● To do
Reproduce the records starting at the line that contains "the stone wall" and running to the last line, exactly and in full.

(Task material Opens)

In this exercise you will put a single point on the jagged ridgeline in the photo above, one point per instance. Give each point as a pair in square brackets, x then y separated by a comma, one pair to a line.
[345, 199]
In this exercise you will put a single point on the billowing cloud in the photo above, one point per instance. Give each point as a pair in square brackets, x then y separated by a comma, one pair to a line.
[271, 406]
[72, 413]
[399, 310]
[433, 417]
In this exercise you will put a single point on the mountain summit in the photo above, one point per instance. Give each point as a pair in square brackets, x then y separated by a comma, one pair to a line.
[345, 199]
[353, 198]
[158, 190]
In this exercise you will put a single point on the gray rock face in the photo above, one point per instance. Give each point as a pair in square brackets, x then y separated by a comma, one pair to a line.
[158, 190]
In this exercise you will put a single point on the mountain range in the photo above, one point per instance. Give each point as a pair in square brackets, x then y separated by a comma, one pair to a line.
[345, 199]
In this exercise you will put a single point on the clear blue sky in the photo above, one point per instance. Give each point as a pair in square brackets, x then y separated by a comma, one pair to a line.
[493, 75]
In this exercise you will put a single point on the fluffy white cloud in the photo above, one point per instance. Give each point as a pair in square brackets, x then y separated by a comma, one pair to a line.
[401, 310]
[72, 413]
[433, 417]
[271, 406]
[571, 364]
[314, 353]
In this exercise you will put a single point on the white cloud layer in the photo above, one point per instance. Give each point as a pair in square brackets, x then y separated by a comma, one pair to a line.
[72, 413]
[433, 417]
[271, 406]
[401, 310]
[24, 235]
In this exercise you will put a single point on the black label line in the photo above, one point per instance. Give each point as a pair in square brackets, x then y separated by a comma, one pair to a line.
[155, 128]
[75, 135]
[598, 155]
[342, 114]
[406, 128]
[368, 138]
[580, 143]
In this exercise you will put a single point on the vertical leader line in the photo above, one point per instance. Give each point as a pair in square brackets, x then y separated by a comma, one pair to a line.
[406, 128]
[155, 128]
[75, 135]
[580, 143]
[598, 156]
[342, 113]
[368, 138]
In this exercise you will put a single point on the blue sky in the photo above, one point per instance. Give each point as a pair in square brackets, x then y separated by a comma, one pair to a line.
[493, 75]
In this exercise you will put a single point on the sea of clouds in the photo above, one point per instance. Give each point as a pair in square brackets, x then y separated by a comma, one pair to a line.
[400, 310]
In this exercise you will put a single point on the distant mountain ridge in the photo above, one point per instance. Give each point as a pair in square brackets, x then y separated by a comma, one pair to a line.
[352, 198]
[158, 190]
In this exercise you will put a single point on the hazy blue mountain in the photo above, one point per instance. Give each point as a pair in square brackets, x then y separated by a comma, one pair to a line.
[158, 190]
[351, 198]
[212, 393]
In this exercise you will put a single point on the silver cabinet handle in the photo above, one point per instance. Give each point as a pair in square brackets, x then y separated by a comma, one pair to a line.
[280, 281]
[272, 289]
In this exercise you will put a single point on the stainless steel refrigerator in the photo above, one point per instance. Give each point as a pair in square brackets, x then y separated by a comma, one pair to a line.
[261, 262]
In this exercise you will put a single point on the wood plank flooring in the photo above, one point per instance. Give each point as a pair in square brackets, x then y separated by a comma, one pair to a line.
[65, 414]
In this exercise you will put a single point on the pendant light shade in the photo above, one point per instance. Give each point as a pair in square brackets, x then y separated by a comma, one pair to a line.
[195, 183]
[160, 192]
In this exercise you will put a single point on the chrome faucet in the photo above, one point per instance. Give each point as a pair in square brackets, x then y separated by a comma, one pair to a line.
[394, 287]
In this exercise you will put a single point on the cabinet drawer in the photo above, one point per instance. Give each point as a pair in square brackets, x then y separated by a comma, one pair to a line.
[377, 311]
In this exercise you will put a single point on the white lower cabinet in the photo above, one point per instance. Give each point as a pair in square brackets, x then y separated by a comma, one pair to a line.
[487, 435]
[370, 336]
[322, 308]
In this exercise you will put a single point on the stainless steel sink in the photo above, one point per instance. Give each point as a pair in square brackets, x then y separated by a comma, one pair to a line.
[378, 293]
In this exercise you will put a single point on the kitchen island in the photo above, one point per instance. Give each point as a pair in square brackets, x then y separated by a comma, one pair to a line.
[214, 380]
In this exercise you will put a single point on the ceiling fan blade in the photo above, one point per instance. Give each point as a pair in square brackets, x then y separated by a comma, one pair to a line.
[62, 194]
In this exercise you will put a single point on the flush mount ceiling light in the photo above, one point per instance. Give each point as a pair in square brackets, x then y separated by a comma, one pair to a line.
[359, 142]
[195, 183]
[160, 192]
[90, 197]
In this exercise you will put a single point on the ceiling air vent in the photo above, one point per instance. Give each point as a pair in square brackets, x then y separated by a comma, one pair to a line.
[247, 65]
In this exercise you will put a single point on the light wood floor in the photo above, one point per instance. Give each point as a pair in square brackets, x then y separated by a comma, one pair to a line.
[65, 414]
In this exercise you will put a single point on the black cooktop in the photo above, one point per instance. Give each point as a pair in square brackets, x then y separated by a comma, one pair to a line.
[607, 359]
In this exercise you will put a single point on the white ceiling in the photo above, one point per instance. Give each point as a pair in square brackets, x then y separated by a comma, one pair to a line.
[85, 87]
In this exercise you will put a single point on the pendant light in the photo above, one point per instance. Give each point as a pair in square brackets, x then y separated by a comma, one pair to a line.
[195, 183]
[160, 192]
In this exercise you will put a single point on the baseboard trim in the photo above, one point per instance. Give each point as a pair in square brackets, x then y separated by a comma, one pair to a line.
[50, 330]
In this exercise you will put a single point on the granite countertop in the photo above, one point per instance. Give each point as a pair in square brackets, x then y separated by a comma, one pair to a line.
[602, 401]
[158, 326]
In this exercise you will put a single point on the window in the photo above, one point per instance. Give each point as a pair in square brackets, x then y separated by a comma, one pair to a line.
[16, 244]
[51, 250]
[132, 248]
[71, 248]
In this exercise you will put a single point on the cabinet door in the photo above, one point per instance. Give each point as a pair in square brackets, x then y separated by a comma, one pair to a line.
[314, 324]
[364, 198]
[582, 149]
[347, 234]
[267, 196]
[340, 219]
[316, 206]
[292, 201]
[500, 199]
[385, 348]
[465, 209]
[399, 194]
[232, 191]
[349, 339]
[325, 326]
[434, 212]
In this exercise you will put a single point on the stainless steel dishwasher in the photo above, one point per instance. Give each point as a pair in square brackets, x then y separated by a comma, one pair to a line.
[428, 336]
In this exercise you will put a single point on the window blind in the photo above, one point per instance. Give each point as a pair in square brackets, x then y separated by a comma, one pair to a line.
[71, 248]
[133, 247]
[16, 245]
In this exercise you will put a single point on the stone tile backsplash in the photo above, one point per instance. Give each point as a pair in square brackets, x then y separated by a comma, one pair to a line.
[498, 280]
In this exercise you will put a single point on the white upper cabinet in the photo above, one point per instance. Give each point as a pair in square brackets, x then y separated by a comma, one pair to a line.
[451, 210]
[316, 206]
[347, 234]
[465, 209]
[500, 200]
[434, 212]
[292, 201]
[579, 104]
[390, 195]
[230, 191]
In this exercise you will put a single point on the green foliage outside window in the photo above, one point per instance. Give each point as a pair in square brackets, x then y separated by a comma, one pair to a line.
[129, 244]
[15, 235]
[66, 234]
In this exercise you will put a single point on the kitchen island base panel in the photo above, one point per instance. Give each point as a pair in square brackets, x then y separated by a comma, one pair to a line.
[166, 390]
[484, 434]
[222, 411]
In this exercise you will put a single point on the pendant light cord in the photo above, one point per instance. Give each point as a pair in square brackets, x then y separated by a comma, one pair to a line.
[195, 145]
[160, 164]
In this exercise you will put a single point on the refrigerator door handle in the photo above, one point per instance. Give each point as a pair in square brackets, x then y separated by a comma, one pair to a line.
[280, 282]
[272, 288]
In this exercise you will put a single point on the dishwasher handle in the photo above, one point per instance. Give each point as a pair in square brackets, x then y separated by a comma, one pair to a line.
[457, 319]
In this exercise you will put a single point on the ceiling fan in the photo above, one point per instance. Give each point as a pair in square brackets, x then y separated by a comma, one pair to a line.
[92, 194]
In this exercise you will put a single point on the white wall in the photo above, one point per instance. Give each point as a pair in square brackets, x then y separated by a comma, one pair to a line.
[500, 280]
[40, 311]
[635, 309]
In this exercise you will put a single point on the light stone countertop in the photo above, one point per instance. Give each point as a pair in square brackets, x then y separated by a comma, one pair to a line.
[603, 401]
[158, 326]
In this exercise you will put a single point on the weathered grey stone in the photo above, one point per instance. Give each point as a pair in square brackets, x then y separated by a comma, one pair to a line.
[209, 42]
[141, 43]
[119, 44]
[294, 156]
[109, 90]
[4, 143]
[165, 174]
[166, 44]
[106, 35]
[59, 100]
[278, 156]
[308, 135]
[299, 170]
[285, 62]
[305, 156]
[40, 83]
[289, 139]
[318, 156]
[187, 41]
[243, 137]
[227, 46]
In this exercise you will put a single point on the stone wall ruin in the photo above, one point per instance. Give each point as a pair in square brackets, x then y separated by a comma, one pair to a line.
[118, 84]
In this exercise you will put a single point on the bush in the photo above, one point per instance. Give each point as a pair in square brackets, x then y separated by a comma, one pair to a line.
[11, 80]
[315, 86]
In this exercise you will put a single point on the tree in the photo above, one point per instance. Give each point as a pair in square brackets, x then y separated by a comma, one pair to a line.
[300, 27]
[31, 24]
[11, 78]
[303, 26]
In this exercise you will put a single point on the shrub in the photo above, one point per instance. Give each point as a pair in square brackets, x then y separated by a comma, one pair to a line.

(Task material Closes)

● Answer for the task
In this exercise you will put a single point on the stone wall ruin in the photo above, one point per instance. Give each point as a pair in square brackets, x then y separated by a comma, one pair to a line.
[118, 84]
In this exercise you will put a single point on the bush in the photo above, one point per instance. Give each point as a pair in square brackets, x then y separated by a comma, one pair to a line.
[11, 80]
[315, 86]
In this exercise you will put a single point on the tree in the photo above, one point per instance. Give each point as a pair in square brackets, x then y separated by a comma, one pair to a line.
[300, 27]
[31, 24]
[11, 78]
[303, 26]
In this exercise you will put a single point on the shrub in the photo above, one point per instance. Give each point as a pair in square brackets, x then y separated by a comma, one pair to a line.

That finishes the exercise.